[Referring expression pointing data]
□ □ □ □

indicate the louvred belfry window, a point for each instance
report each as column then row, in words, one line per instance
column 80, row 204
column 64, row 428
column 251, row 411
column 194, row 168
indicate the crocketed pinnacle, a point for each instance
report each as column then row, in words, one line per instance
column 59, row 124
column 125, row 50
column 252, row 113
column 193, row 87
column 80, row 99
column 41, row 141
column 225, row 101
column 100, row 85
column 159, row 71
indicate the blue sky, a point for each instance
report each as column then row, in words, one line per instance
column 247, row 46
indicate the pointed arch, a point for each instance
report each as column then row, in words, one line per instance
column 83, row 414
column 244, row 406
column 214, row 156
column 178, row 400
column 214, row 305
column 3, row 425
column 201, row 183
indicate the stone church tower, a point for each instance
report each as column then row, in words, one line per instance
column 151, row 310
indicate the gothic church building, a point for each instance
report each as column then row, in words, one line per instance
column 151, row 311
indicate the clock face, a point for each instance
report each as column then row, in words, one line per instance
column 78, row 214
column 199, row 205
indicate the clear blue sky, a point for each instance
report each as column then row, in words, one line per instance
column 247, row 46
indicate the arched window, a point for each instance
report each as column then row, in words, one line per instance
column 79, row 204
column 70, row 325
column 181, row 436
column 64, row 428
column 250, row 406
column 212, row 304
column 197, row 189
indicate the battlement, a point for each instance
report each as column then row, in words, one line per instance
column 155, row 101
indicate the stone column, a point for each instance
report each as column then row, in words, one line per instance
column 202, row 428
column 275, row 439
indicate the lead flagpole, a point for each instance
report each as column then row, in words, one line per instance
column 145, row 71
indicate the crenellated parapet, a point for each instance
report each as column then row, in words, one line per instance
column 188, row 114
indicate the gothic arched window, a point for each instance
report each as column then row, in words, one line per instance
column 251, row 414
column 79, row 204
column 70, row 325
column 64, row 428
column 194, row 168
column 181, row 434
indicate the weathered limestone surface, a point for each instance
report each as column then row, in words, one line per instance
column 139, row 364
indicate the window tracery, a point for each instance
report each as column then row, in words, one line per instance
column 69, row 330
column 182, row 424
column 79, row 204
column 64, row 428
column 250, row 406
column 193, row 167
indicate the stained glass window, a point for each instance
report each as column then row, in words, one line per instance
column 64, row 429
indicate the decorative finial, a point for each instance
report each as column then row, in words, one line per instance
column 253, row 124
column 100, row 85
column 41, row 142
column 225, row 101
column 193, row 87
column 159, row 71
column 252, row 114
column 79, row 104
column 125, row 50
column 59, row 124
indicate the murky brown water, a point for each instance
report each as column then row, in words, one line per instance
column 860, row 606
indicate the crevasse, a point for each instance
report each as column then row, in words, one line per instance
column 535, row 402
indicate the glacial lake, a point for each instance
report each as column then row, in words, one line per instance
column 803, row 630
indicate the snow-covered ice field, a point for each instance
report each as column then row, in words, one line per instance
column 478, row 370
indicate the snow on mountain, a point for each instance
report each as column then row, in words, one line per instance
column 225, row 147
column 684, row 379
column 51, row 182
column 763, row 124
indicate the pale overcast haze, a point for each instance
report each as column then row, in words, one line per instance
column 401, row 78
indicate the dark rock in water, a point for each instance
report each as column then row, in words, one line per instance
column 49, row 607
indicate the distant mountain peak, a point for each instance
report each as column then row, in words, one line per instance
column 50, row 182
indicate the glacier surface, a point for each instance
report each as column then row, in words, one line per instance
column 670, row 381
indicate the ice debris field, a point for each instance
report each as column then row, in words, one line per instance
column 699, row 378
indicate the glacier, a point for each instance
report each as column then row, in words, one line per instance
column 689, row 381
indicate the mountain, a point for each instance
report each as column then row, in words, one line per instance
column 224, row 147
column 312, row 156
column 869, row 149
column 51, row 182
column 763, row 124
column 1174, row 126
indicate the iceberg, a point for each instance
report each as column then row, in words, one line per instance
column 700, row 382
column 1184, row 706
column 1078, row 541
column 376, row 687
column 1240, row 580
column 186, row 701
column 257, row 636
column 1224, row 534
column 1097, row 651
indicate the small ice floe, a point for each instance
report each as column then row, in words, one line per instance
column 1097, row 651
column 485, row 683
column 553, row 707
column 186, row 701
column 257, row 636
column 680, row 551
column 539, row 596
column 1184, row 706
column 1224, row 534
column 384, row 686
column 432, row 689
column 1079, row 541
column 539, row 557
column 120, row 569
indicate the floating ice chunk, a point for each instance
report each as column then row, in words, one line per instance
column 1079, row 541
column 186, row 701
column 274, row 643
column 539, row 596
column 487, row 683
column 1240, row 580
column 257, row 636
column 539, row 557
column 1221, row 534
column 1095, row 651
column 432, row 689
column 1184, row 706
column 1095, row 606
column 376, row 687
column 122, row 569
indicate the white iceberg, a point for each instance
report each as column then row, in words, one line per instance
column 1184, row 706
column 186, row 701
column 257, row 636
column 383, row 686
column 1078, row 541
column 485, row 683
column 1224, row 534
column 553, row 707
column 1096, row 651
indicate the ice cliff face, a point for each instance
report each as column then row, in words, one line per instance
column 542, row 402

□ □ □ □

Task directions: The records above need to be written out again. Keep them exact.

Output of the task:
indicate the louvred belfry window, a point for each instance
report each as column then row, in words, one line per instance
column 80, row 204
column 64, row 428
column 251, row 411
column 194, row 168
indicate the crocketed pinnacle, a point for each instance
report each as column then row, in words, one line per instance
column 59, row 124
column 125, row 50
column 252, row 113
column 193, row 87
column 80, row 99
column 41, row 141
column 225, row 101
column 100, row 85
column 159, row 71
indicate the blue sky, a point for each instance
report each as column then row, in words, one line per instance
column 247, row 46
indicate the pointed arch, a point for each instance
report each as column then row, in words, one line per instance
column 83, row 414
column 244, row 406
column 214, row 156
column 178, row 400
column 214, row 305
column 3, row 425
column 201, row 183
indicate the stone church tower, a point for each instance
report each as column then row, in words, one line per instance
column 151, row 310
indicate the gothic church building, a point for each instance
report each as column then row, in words, one line per instance
column 151, row 311
indicate the clock face, a point for each instance
report each as column then row, in words, one line per instance
column 78, row 214
column 199, row 205
indicate the clear blue sky, a point for each instance
report each as column then row, in words, one line per instance
column 247, row 46
indicate the arched window, a point for each instance
report each as column then row, in words, one line per instance
column 79, row 204
column 70, row 325
column 181, row 436
column 64, row 428
column 250, row 406
column 212, row 304
column 197, row 189
indicate the battlement, a point for each instance
report each as column then row, in words, one line per instance
column 155, row 101
indicate the stone column, a point for each instance
report each as column then row, in words, one line per instance
column 202, row 428
column 275, row 439
indicate the lead flagpole, a point for each instance
report each as column then row, in words, one line per instance
column 145, row 71
indicate the crenellated parapet, a point for each instance
report each as column then row, in words, one line per instance
column 188, row 114
indicate the gothic arched window, a point for each instance
report each as column then row, in words, one line per instance
column 251, row 414
column 79, row 204
column 70, row 325
column 64, row 428
column 194, row 168
column 181, row 434
indicate the weathered limestone surface, a point for each instance
report each as column then row, in words, one line per instance
column 139, row 364
indicate the window tracery, a point for each instance
report each as column then row, in words, one line per instance
column 69, row 330
column 182, row 424
column 79, row 204
column 64, row 428
column 250, row 406
column 193, row 167
indicate the stained glass window, a point for each instance
report each as column then row, in words, one line per instance
column 64, row 429
indicate the decorative finial, a point for each instance
report each as column then row, in words, one line per instance
column 253, row 124
column 100, row 85
column 41, row 142
column 225, row 101
column 193, row 87
column 159, row 71
column 252, row 114
column 79, row 104
column 125, row 50
column 59, row 124
indicate the murky brown water, a point for each instance
report each as column then row, in words, one line per instance
column 860, row 606
indicate the crevasse, a point for each instance
report each as column then row, in words, one line per instance
column 535, row 402
indicate the glacial lake, a point for each instance
report each as column then row, in words, one line per instance
column 803, row 630
indicate the snow-covered ice field, a point for each instance
report each as column then row, in words, one line per instance
column 478, row 370
indicate the snow on mountain, a point for each instance
report each as column then row, in words, one line per instance
column 225, row 147
column 684, row 379
column 51, row 182
column 763, row 124
indicate the pale overcast haze, a point for each instance
report each as column then row, in words, one line per instance
column 401, row 78
indicate the dark rock in water, a point for each instance
report each as column then row, in words, one line per instance
column 49, row 607
indicate the distant mountain peak, a point for each instance
report each as column then row, in words, one line per instance
column 50, row 182
indicate the glacier surface, a point for each instance
report each as column then row, in words, one line per instance
column 670, row 381
indicate the ice debris field, a point for each instance
report each as column then row, in words, one line per instance
column 699, row 378
indicate the glacier, a point for each instance
report each as column then row, in words, one line per instance
column 689, row 381
indicate the mountain, a point for each instance
report each as column then row, in words, one line per instance
column 224, row 147
column 312, row 156
column 869, row 149
column 51, row 182
column 763, row 124
column 1174, row 126
indicate the iceberg, a point for each instance
report each as column then row, in words, one line per instance
column 700, row 382
column 1184, row 706
column 1078, row 541
column 376, row 687
column 1240, row 580
column 186, row 701
column 257, row 636
column 1224, row 534
column 1097, row 651
indicate the small ice floe, a point for each instance
report each as column then row, in words, one line per instance
column 1097, row 651
column 485, row 683
column 553, row 707
column 186, row 701
column 257, row 636
column 680, row 551
column 539, row 596
column 1184, row 706
column 1224, row 534
column 384, row 686
column 432, row 689
column 1079, row 541
column 539, row 557
column 120, row 569
indicate the floating ice chunk, a point for each instance
report each as column then row, in words, one line per instance
column 1079, row 541
column 186, row 701
column 274, row 643
column 539, row 596
column 487, row 683
column 1240, row 580
column 257, row 636
column 539, row 557
column 1221, row 534
column 1095, row 651
column 432, row 689
column 1184, row 706
column 1095, row 606
column 376, row 687
column 122, row 569
indicate the white iceberg, a point for each instance
report each as column then row, in words, one line per instance
column 1184, row 706
column 186, row 701
column 257, row 636
column 383, row 686
column 1078, row 541
column 485, row 683
column 1224, row 534
column 553, row 707
column 1096, row 651
indicate the ice cliff face, a point for each instance
report each as column then row, in words, one line per instance
column 542, row 402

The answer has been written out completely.